* Задание a
Извлеките из записей все строки, где встречается строка «target».

* Отрывок со страницы
§

Когда христианство стало нееврейским, на смену религиозному соперничеству пришел внутригрупповой конфликт, ставший двигателем антисемитизма. Особенно в период раннего Средневековья церковные власти были встревожены количеством христиан, которых привлекали еврейские учения. Иоанн Златоуст, ярый критик «иудействующих» – христиан, которых привлекали иудейские учения, – говорил: «Я знаю, что сегодня многие люди высоко ценят евреев и считают их образ жизни достойным уважения. Поэтому спешу с корнем вырвать эту роковую мысль из ваших умов. Место, где шлюха выставляется напоказ, называется публичным домом. Более того, синагога – это не только публичный дом и театр, это еще и логово воров и пристанище диких животных»[702]. Другой выдающийся антисемит, епископ IX века Агобард Лионский, считал, что христиане, преломляющие хлеб с евреями, рискуют впасть в духовное искушение. Агобард прожил достаточно долго, чтобы увидеть, как воплотился в жизнь один из его самых страшных кошмаров. Во время поездки в Рим в 820-х годах, Бодо, отец-духовник Людовика Благочестивого, сына и преемника Карла Великого, отправился в Испанию, обратился в иудаизм и женился на еврейке.

§

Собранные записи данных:

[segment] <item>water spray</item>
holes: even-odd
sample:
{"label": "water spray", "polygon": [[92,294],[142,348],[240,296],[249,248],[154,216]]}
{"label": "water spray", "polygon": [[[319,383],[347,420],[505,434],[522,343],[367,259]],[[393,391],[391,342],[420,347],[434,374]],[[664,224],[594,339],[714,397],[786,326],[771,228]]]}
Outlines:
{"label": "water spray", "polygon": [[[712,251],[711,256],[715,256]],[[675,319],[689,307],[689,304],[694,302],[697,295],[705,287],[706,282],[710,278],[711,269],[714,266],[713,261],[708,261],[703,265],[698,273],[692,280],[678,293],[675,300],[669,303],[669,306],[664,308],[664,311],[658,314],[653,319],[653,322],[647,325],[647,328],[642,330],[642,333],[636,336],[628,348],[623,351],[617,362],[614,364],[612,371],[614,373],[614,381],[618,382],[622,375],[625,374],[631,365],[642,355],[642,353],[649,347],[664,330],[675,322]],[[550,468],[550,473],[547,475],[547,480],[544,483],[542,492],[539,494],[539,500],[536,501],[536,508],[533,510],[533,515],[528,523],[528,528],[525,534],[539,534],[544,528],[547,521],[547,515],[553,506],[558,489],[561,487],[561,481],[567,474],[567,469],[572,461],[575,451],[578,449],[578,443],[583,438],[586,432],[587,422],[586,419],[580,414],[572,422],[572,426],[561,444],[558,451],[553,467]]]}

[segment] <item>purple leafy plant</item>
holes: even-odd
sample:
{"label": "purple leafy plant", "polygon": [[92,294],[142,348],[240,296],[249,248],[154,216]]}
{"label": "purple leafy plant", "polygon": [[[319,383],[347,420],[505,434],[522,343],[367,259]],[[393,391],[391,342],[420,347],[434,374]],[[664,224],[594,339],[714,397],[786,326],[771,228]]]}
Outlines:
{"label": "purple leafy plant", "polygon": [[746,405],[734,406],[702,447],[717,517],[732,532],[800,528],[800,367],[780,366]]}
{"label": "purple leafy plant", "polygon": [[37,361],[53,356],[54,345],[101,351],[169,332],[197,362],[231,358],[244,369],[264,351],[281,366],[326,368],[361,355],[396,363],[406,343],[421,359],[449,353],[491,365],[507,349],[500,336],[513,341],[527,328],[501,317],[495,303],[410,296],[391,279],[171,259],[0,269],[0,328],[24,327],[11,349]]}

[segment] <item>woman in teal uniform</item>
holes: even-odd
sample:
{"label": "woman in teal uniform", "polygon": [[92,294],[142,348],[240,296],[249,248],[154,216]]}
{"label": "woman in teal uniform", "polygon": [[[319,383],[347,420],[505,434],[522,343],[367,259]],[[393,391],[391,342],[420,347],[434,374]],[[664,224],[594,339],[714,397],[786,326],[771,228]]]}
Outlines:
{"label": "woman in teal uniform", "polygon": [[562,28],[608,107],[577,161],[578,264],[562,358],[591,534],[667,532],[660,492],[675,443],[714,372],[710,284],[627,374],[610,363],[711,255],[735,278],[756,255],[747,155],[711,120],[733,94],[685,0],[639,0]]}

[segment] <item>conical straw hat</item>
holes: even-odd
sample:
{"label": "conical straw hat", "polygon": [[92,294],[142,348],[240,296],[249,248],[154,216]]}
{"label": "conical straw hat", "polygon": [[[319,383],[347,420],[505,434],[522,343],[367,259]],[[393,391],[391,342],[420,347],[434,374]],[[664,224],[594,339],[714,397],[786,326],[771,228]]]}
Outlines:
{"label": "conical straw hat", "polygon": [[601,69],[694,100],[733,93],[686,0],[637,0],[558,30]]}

§

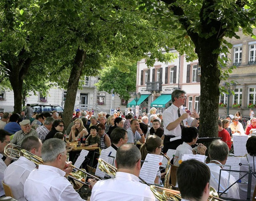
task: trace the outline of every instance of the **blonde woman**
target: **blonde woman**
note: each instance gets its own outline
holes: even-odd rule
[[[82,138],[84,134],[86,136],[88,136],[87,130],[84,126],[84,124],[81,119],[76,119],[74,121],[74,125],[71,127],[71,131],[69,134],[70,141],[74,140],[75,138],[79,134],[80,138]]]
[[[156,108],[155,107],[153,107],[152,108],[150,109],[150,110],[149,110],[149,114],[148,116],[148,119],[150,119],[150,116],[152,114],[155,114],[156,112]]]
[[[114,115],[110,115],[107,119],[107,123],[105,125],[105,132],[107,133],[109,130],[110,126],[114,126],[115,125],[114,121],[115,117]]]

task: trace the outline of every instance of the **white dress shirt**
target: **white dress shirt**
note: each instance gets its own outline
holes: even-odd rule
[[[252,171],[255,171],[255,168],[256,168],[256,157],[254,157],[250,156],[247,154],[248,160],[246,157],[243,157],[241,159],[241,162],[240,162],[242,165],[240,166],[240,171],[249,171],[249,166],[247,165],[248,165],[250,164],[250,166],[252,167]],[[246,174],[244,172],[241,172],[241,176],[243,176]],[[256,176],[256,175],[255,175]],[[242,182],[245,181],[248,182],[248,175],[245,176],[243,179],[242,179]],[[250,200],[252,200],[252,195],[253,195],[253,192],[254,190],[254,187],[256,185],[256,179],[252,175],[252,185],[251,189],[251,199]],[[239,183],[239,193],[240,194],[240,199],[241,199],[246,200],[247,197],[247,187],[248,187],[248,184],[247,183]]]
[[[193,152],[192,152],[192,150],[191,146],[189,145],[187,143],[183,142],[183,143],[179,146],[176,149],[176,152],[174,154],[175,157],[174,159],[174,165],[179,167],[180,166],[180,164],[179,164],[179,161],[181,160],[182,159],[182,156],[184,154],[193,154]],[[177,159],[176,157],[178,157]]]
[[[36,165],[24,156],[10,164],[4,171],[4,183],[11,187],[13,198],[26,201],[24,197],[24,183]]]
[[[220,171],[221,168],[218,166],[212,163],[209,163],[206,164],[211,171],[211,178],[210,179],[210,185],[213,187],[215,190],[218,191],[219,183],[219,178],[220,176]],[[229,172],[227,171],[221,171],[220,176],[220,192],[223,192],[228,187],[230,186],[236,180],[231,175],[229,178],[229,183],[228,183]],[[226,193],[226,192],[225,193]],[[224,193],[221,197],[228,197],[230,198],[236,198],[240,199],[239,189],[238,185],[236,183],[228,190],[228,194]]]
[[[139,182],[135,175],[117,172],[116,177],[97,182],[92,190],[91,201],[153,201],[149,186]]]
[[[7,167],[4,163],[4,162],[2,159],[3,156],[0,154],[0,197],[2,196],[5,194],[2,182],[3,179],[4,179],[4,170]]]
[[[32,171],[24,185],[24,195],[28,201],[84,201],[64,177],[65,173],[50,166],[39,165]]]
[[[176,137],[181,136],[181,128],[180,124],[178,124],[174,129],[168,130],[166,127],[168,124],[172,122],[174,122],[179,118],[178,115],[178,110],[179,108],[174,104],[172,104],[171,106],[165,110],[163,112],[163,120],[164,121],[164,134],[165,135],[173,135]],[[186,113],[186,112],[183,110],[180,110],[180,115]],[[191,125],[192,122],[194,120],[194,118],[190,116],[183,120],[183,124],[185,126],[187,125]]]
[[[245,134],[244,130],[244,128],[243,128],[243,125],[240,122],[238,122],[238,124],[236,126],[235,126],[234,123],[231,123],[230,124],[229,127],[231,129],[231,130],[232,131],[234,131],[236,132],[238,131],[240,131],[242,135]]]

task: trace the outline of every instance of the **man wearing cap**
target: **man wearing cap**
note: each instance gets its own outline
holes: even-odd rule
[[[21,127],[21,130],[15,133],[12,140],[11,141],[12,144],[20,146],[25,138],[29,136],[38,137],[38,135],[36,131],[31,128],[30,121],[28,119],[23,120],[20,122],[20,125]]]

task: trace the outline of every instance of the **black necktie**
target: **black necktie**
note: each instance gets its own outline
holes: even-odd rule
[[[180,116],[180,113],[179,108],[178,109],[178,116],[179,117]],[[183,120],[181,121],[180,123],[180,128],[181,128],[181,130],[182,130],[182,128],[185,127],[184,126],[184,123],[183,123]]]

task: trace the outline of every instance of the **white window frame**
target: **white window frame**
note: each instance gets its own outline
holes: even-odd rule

§

* Задание b
Ответьте по отрывку на три вопроса:
(i) Кого Иоанн Златоуст называл «иудействующими»?
(ii) Какой опасности, по мнению Агобарда Лионского, подвергались христиане, преломляющие хлеб с евреями?
(iii) Куда отправился Бодо во время поездки в Рим и на ком он женился?

* Ожидаемый ответ a
target: **blonde woman**
target: **white dress shirt**
target: **man wearing cap**
target: **black necktie**
target: **white window frame**

* Ожидаемый ответ b
(i) Христиан, которых привлекали иудейские учения.
(ii) Они рисковали впасть в духовное искушение.
(iii) Он отправился в Испанию и женился на еврейке.